• Challenge:
Copy out all of the data exactly as it appears.

• Stored data entries:
──────────────────────────────

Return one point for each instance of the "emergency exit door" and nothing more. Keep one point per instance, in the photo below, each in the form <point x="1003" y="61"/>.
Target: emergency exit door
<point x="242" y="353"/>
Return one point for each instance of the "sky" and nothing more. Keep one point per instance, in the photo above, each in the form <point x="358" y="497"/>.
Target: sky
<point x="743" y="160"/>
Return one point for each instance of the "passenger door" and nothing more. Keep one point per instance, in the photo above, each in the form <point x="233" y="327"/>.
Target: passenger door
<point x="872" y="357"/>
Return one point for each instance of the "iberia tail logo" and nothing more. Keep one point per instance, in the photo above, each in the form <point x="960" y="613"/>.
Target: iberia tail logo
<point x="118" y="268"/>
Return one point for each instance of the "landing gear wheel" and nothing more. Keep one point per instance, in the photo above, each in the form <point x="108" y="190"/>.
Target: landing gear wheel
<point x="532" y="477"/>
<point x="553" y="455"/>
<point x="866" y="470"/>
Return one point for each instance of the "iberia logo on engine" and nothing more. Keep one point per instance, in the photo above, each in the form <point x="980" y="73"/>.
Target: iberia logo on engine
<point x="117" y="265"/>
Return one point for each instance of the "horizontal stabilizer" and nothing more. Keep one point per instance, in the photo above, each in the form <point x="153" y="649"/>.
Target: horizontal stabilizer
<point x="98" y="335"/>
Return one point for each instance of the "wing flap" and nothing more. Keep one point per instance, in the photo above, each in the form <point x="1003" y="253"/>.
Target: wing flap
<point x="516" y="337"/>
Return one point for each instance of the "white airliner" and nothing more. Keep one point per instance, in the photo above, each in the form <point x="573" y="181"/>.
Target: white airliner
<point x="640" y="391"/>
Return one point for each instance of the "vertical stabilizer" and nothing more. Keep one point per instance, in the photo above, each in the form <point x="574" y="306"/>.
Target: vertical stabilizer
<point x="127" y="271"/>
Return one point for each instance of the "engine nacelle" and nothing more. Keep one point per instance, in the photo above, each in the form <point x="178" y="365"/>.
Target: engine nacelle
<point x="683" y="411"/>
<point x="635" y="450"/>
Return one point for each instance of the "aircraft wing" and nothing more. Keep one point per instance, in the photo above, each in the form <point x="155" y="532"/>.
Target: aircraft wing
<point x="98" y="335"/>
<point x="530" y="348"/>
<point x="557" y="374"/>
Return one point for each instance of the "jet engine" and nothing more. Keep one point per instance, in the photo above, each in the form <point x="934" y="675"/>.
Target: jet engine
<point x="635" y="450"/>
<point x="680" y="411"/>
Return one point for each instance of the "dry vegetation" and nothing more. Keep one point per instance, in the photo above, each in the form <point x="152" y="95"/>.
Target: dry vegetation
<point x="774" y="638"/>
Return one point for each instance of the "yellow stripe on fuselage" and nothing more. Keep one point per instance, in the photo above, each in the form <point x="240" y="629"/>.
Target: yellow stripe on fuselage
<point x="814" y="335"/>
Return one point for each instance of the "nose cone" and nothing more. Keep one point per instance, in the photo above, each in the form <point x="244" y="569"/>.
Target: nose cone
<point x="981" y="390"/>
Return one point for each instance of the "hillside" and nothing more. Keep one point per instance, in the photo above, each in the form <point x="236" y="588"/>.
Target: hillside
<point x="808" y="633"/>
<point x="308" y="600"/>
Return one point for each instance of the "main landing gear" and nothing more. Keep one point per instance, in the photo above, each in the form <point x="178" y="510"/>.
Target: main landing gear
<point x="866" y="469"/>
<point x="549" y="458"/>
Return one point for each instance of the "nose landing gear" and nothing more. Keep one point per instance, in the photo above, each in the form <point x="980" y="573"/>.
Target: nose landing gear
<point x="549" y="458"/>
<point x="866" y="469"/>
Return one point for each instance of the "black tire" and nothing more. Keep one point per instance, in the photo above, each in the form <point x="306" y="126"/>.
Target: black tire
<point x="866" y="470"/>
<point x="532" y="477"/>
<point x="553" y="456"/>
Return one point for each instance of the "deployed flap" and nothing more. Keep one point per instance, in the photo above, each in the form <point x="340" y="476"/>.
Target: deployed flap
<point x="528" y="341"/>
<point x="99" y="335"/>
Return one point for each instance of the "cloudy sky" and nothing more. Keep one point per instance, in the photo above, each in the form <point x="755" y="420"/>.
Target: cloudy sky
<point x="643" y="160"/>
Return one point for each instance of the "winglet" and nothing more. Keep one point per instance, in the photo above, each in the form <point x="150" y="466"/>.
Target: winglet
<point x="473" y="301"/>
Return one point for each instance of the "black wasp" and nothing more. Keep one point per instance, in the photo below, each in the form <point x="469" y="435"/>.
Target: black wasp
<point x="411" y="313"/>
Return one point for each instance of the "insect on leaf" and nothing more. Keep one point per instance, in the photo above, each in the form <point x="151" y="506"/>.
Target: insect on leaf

──────────────────────────────

• Correct output:
Return one point for each instance of the "emergency exit door" and nothing more. Keep one point per instance, in the photo below, each in the form <point x="1003" y="61"/>.
Target: emergency exit door
<point x="242" y="353"/>
Return one point for each instance of the "sky" and nothing more. Keep one point per instance, in the photo above, each in the form <point x="358" y="497"/>.
Target: sky
<point x="743" y="160"/>
Return one point for each instance of the "passenger door" and nothing more. Keep one point per instance, in the photo above, each in the form <point x="233" y="327"/>.
Target: passenger door
<point x="872" y="357"/>
Return one point for each instance of the "iberia tail logo" and nothing more. Keep one point per instance, in the photo above, each in the form <point x="960" y="613"/>.
Target: iberia tail logo
<point x="118" y="268"/>
Return one point for each instance of the "landing gear wheel" and nothing more. Keep one point per instance, in the photo above, each in the form <point x="108" y="190"/>.
Target: landing gear wheel
<point x="532" y="477"/>
<point x="553" y="455"/>
<point x="866" y="470"/>
Return one point for each instance of the "iberia logo on engine" and nothing more. Keep one point per instance, in the photo above, each in the form <point x="980" y="73"/>.
Target: iberia logo on engine
<point x="117" y="265"/>
Return one point for each instance of the "horizontal stabilizer" and nothing more. Keep one point per instance, in the photo above, each in the form <point x="153" y="649"/>.
Target: horizontal stabilizer
<point x="98" y="335"/>
Return one point for each instance of the "wing flap" and nothing more. Keep one point per instance, in the photo above, each in the form <point x="1003" y="253"/>.
Target: wing flap
<point x="516" y="337"/>
Return one point for each instance of the "white airliner" and nothing more. Keep one point per instance, in the photo above, each in the form <point x="573" y="181"/>.
Target: white airliner
<point x="640" y="391"/>
Return one point for each instance of the "vertical stabilizer" and nothing more. Keep one point per instance, in the photo above, each in the form <point x="574" y="306"/>.
Target: vertical stabilizer
<point x="127" y="271"/>
Return one point for each instance of the "engine nacelle" and nothing more. Keep one point per instance, in the photo above, each in the form <point x="178" y="365"/>.
Target: engine nacelle
<point x="683" y="411"/>
<point x="635" y="450"/>
Return one point for each instance of the "aircraft wing" and nothing more. Keep one point per instance, in the photo above, each in the form <point x="155" y="532"/>.
Target: aircraft wing
<point x="98" y="335"/>
<point x="530" y="348"/>
<point x="557" y="374"/>
Return one point for each instance of the "jet engine" and nothing more. Keep one point per instance, in the photo above, each in the form <point x="934" y="675"/>.
Target: jet engine
<point x="635" y="450"/>
<point x="680" y="411"/>
Return one point for each instance of the "dry vegetation" and nothing more. Keep one point per instance, in the photo above, each in the form <point x="152" y="95"/>.
Target: dry vegetation
<point x="774" y="638"/>
Return one point for each instance of the "yellow stripe on fuselage" and nothing more. Keep one point per instance, in the photo above, each in the form <point x="240" y="629"/>.
Target: yellow stripe on fuselage
<point x="814" y="335"/>
Return one point for each instance of the "nose cone" and nothing more. Keep one point per instance, in the photo above, each in the form <point x="244" y="569"/>.
Target: nose cone
<point x="981" y="390"/>
Return one point for each instance of the "hillside" and nothing more. Keep one point per instance, in the photo above, each in the form <point x="236" y="588"/>.
Target: hillside
<point x="808" y="633"/>
<point x="308" y="600"/>
Return one point for each instance of the "main landing gear" and nothing more. Keep one point per instance, in the photo above, each in the form <point x="178" y="510"/>.
Target: main landing gear
<point x="866" y="469"/>
<point x="549" y="458"/>
Return one point for each instance of the "nose landing gear" and nothing more. Keep one point per instance, in the photo above, each in the form <point x="980" y="573"/>.
Target: nose landing gear
<point x="549" y="458"/>
<point x="866" y="469"/>
Return one point for each instance of the "black tire" and nothing more. Keep one point per instance, in the photo above, each in the form <point x="306" y="126"/>.
Target: black tire
<point x="866" y="470"/>
<point x="532" y="477"/>
<point x="553" y="456"/>
Return one point for each instance of the "deployed flap" and nothing more. Keep one point per instance, in the photo above, each in the form <point x="340" y="476"/>.
Target: deployed flap
<point x="528" y="341"/>
<point x="99" y="335"/>
Return one point for each instance of the "cloudy sky" and nothing more. Keep one point per instance, in the photo above, each in the form <point x="755" y="420"/>.
Target: cloudy sky
<point x="643" y="160"/>
Return one point for each instance of the "winglet" and nothing more. Keep one point per instance, in the photo above, each in the form <point x="150" y="466"/>.
Target: winglet
<point x="473" y="301"/>
Return one point for each instance of the "black wasp" and nothing more. Keep one point per instance, in the photo below, each in the form <point x="469" y="435"/>.
Target: black wasp
<point x="411" y="313"/>
Return one point for each instance of the "insect on leaf" and nothing more. Keep one point per instance, in the photo above, each in the form <point x="151" y="506"/>.
Target: insect on leaf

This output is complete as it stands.